**Extrait du document:**
************

La trame verte et la trame bleue ne sont pas juxtaposées, mais indissociables, ce qui suppose que les directions régionales de l’environnement, de l’aménagement et du logement et les Agences de l’eau coopèrent davantage et ne restent pas chacune dans leur pré carré. Un dialogue permanent doit donc s’engager avec les régions, les départements et les intercommunalités. Toutefois, j’ai bien conscience qu’une véritable révolution culturelle doit s’opérer pour obtenir des résultats positifs dans ce domaine.

Mon autre inquiétude est liée aux problèmes de gestion de l’eau dans notre pays.

L’assiette des nouvelles redevances acquittées par les usagers domestiques est liée dorénavant à la consommation. Celle-ci diminuant chaque année de 1 % à 1, 5 %, les recettes des agences, mais aussi celles des distributeurs, baissent. Les agences sont donc conduites à augmenter les redevances afin de compenser les pertes. Ce système un peu pervers a ses limites. N’oublions pas que des investissements très importants restent à réaliser en matière d’eau potable et de traitement des eaux usées.

Par ailleurs, la presse nationale s’est fait l’écho des problèmes de fuites dans les réseaux d’eau potable. Certes, la situation est sérieuse, mais on a un peu mélangé les problèmes et donné des chiffres caricaturaux. On a ainsi comptabilisé comme des fuites l’eau utilisée par les sapeurs-pompiers pour lutter contre les incendies, sous prétexte que cette eau est gratuite.

Reste que des efforts d’investissement très lourds doivent être poursuivis pour renouveler nos réseaux et pour créer ou rénover des stations d’épuration. Il y a une urgence écologique forte pour arrêter, par exemple, l’eutrophisation de nombreux plans d’eau et de rivières.

Il est également urgent de mettre en place une protection efficace des fameux 500 captages les plus menacés avec une délimitation précise des zones de protection de l’aire d’alimentation, des études et diagnostics territoriaux des pressions agricoles, la définition et la mise en œuvre des programmes d’action – je pense aux MAET ou à l’agriculture biologique. Dans ce domaine aussi des efforts très importants restent à faire.

Par ailleurs, la lutte contre les pollutions diffuses d’origine agricole est en panne. Le programme de développement rural hexagonal et le plan végétal pour l’environnement sont en effet difficiles à mettre en œuvre. Je souhaiterais que le ministère de l’écologie en ait conscience afin que les MAET, par exemple, dont le nombre est jusqu’à présent très limité, puissent être engagées de manière nettement plus positive qu’aujourd’hui.

************

**Jeu de données:**
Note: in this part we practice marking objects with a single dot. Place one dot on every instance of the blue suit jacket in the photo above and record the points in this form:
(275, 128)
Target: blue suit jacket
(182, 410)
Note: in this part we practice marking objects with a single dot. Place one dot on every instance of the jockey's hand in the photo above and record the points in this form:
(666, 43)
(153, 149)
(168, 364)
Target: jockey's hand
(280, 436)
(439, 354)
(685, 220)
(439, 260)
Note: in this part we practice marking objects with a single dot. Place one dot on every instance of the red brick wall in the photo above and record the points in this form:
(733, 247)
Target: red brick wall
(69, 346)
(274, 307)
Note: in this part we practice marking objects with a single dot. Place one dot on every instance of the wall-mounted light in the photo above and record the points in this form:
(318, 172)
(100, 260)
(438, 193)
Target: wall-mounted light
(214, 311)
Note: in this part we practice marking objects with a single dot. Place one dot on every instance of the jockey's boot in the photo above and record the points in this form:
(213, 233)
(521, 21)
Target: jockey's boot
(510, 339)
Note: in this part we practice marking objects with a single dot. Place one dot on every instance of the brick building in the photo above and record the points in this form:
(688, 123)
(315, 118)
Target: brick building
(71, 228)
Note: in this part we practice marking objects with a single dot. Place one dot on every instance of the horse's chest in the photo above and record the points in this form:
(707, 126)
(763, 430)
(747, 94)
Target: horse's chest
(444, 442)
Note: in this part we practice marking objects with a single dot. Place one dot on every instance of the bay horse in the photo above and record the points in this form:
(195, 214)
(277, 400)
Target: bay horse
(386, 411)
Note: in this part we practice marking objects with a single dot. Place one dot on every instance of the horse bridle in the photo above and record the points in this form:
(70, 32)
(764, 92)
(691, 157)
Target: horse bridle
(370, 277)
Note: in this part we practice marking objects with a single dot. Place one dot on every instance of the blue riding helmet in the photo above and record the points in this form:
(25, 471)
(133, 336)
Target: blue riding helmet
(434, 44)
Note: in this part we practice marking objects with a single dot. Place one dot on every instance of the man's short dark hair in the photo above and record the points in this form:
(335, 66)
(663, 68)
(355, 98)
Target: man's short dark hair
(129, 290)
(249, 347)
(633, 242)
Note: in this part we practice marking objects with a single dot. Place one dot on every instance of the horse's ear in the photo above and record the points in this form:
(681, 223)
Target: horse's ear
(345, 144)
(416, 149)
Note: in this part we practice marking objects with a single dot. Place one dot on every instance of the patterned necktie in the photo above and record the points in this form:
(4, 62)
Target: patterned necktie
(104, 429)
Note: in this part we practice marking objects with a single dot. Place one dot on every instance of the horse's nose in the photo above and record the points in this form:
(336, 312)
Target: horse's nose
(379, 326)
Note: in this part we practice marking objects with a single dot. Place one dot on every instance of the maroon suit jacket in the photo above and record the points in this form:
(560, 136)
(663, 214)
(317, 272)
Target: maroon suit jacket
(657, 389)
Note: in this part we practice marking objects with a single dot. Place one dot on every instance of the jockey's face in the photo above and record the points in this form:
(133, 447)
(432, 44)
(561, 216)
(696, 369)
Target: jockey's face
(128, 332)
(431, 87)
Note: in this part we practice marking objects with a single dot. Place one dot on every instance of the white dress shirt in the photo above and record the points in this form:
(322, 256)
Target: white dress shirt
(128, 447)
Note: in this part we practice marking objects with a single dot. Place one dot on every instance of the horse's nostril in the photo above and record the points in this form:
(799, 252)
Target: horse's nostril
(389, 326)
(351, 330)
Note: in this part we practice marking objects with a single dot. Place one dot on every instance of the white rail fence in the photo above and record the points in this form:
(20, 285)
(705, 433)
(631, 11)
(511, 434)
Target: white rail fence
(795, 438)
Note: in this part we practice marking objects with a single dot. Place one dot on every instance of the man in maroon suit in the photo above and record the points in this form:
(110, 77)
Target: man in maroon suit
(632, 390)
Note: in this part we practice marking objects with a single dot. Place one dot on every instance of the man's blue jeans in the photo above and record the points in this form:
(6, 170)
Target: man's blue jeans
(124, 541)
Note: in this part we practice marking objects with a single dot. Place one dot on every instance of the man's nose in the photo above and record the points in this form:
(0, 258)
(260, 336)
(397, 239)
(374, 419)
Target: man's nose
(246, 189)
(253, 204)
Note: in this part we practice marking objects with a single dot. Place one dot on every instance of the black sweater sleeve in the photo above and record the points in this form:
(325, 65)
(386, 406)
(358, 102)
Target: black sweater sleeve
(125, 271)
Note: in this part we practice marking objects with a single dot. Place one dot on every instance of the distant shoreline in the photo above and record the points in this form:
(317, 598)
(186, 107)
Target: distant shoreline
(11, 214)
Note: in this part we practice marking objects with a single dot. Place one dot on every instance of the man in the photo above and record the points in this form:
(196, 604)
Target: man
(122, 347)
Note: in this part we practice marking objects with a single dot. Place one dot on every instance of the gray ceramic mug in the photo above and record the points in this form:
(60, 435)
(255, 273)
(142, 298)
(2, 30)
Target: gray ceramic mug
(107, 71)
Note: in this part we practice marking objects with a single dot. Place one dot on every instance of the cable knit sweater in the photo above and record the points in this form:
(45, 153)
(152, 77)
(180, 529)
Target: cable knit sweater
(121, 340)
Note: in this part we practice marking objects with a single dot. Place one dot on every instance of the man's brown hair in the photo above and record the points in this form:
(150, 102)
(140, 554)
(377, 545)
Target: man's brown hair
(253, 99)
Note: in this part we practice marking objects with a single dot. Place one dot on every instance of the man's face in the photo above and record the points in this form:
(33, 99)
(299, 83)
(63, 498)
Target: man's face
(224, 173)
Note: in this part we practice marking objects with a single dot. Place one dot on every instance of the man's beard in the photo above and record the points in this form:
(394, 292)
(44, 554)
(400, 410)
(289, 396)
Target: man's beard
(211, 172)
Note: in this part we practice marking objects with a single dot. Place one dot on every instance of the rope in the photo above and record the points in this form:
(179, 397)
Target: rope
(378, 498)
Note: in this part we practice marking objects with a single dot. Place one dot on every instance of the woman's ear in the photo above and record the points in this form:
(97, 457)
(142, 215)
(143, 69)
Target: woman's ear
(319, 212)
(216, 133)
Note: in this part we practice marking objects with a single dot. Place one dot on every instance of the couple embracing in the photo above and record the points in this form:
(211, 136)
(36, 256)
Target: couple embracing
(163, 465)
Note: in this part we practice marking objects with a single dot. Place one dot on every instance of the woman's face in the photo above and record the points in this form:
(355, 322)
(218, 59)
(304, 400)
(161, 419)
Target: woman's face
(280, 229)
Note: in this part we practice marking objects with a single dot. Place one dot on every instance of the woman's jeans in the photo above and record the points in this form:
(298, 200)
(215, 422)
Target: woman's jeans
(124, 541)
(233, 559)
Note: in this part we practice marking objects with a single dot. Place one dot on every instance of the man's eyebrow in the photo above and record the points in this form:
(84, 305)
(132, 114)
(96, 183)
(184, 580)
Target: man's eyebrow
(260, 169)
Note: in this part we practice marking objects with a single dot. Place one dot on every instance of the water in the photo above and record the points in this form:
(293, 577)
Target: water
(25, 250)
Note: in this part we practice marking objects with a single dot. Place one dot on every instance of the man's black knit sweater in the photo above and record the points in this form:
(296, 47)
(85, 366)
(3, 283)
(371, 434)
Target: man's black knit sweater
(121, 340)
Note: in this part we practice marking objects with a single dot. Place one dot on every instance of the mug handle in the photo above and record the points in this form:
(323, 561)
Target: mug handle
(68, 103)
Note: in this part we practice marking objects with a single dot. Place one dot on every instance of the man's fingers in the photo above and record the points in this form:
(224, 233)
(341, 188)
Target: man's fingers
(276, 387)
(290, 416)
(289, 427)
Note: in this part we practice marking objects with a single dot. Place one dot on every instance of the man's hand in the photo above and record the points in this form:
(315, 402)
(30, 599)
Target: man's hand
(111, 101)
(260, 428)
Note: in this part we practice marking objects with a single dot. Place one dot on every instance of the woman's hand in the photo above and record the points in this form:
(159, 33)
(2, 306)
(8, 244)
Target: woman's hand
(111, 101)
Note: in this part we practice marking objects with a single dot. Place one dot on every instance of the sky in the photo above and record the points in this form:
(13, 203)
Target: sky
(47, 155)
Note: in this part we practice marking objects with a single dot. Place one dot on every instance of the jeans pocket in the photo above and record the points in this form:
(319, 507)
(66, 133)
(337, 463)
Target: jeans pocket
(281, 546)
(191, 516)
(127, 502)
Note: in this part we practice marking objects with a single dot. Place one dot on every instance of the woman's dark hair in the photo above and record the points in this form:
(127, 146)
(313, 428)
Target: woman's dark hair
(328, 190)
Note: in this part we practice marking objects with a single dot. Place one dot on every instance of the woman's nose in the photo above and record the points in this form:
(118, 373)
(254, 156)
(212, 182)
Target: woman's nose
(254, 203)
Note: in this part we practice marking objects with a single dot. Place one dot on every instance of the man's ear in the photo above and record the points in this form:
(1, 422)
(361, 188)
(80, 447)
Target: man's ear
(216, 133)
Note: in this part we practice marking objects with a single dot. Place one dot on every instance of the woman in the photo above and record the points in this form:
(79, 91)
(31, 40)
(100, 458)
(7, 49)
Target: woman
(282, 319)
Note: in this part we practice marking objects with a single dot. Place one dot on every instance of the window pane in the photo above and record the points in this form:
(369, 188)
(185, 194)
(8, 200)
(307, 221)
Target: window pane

************

**Action demandée 1:** Réécrivez l'extrait de « L’assiette des nouvelles » à « eau est gratuite. » en remplaçant « redevances » par « taxes ».
**Action demandée 2:** Énumérez les collectivités avec lesquelles, d'après l'extrait, un dialogue permanent doit s'engager.

**Solution proposée 1:**
L’assiette des nouvelles taxes acquittées par les usagers domestiques est liée dorénavant à la consommation. Celle-ci diminuant chaque année de 1 % à 1, 5 %, les recettes des agences, mais aussi celles des distributeurs, baissent. Les agences sont donc conduites à augmenter les taxes afin de compenser les pertes. Ce système un peu pervers a ses limites. N’oublions pas que des investissements très importants restent à réaliser en matière d’eau potable et de traitement des eaux usées.

Par ailleurs, la presse nationale s’est fait l’écho des problèmes de fuites dans les réseaux d’eau potable. Certes, la situation est sérieuse, mais on a un peu mélangé les problèmes et donné des chiffres caricaturaux. On a ainsi comptabilisé comme des fuites l’eau utilisée par les sapeurs-pompiers pour lutter contre les incendies, sous prétexte que cette eau est gratuite.

**Solution proposée 2:** Les régions, les départements et les intercommunalités.